Problem details:
Return the entries below verbatim. Pictures stay out.

──────── Data supplied ────────

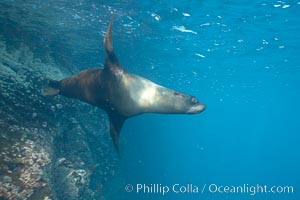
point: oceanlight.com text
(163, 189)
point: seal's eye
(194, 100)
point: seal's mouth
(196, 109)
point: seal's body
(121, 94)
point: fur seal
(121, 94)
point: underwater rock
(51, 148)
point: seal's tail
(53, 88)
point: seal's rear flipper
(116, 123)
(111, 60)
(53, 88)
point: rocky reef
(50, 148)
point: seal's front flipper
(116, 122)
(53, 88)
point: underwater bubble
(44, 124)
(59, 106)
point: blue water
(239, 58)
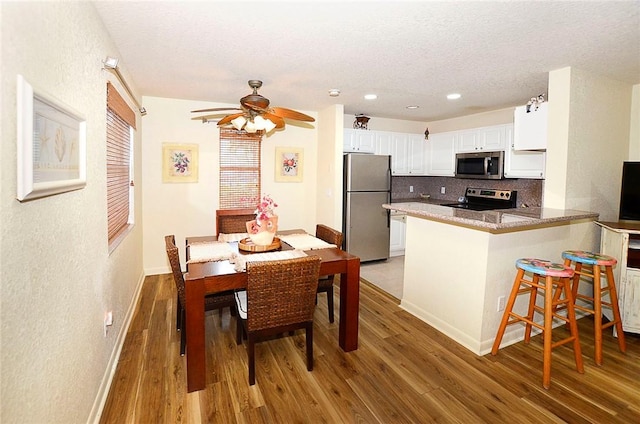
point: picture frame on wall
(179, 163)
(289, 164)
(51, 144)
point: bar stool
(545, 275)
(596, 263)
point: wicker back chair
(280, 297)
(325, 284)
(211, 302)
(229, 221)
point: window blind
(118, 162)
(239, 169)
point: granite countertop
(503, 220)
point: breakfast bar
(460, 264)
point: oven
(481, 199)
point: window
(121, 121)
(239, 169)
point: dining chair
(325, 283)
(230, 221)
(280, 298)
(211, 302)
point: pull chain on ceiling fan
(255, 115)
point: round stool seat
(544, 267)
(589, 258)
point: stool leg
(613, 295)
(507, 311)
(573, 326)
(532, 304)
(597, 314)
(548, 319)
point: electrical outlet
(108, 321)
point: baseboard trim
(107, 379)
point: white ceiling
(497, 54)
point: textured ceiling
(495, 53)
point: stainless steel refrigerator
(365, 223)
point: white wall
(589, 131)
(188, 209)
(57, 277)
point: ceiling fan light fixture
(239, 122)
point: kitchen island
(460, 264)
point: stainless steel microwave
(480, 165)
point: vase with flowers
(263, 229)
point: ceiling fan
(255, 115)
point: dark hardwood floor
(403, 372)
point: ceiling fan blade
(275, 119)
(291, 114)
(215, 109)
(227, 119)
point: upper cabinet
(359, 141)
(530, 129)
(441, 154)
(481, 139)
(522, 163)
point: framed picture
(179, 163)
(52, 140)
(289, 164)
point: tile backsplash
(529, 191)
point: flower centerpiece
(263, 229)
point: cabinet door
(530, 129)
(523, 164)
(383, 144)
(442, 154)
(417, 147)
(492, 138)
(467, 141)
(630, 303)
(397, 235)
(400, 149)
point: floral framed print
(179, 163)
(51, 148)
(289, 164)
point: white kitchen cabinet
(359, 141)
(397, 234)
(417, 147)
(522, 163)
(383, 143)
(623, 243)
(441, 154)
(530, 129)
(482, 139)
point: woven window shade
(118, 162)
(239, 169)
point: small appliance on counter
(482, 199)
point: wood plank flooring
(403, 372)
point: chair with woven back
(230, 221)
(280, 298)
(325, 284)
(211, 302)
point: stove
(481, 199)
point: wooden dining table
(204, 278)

────────

Correct output:
point: oceanlight.com text
(163, 189)
point: seal's eye
(194, 100)
point: seal's mouth
(196, 109)
point: seal's body
(121, 94)
point: fur seal
(121, 94)
point: underwater rock
(51, 148)
point: seal's tail
(53, 88)
point: seal's rear flipper
(116, 123)
(111, 60)
(53, 88)
point: rocky reef
(50, 148)
point: seal's front flipper
(116, 122)
(53, 88)
point: underwater bubble
(44, 124)
(59, 106)
point: blue water
(239, 58)
point: picture frame on wall
(179, 163)
(289, 164)
(51, 144)
point: bar stool
(545, 275)
(596, 263)
point: wicker back chair
(280, 297)
(325, 284)
(211, 302)
(229, 221)
point: window blind
(118, 162)
(239, 169)
point: granite countertop
(503, 220)
point: breakfast bar
(460, 264)
point: oven
(481, 199)
point: window
(121, 121)
(239, 169)
point: dining chair
(325, 283)
(230, 221)
(280, 298)
(211, 302)
point: pull chain on ceiling fan
(255, 115)
point: round stool seat
(544, 267)
(589, 258)
point: stool leg
(613, 295)
(507, 311)
(573, 326)
(532, 304)
(597, 314)
(548, 319)
point: electrical outlet
(108, 321)
point: baseboard trim
(107, 379)
point: white ceiling
(497, 54)
point: textured ceiling
(495, 53)
point: stainless steel refrigerator
(365, 223)
point: white wall
(589, 131)
(188, 209)
(57, 277)
point: ceiling fan light fixture
(239, 122)
point: kitchen island
(460, 264)
point: stainless steel microwave
(480, 165)
point: vase with flowers
(263, 229)
point: ceiling fan
(255, 115)
point: dark hardwood floor
(403, 372)
point: ceiling fan blade
(275, 119)
(291, 114)
(215, 109)
(227, 119)
point: upper cabinet
(359, 141)
(530, 129)
(441, 154)
(481, 139)
(522, 163)
point: framed picture
(179, 163)
(52, 140)
(289, 164)
point: tile backsplash
(529, 191)
point: flower centerpiece
(263, 229)
point: cabinet door
(530, 129)
(523, 164)
(383, 144)
(442, 154)
(417, 147)
(492, 138)
(467, 141)
(630, 303)
(397, 235)
(400, 149)
point: floral framed print
(179, 163)
(51, 148)
(289, 164)
point: white kitchen cabinet
(359, 141)
(397, 234)
(417, 147)
(522, 163)
(383, 143)
(623, 243)
(441, 154)
(530, 129)
(482, 139)
point: woven window shade
(118, 162)
(239, 169)
point: small appliance on counter
(482, 199)
point: wood plank flooring
(403, 372)
point: chair with woven back
(230, 221)
(280, 298)
(325, 284)
(211, 302)
point: stove
(481, 199)
point: wooden dining table
(204, 278)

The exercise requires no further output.